◆ Task details ◆
Present the material below as a numbered list, leaving out any blank lines.

◆ Raw records ◆
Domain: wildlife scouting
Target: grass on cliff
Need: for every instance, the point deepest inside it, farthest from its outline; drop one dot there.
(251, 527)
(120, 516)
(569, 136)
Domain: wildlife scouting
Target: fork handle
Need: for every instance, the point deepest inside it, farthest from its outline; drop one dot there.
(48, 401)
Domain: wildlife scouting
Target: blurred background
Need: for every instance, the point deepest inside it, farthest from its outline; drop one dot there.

◆ Solution to this task ◆
1. Domain: wildlife scouting
2. Target: grass on cliff
3. Need: for every instance, the point deepest inside it, farthest from its outline; drop one dot there.
4. (251, 527)
5. (120, 516)
6. (569, 136)
7. Domain: wildlife scouting
8. Target: fork handle
9. Need: for every instance, the point deepest inside it, farthest from its outline; drop one dot there.
10. (48, 401)
11. Domain: wildlife scouting
12. Target: blurred background
13. Need: for every instance, the point deepest inside it, farthest from its outline; drop one dot there.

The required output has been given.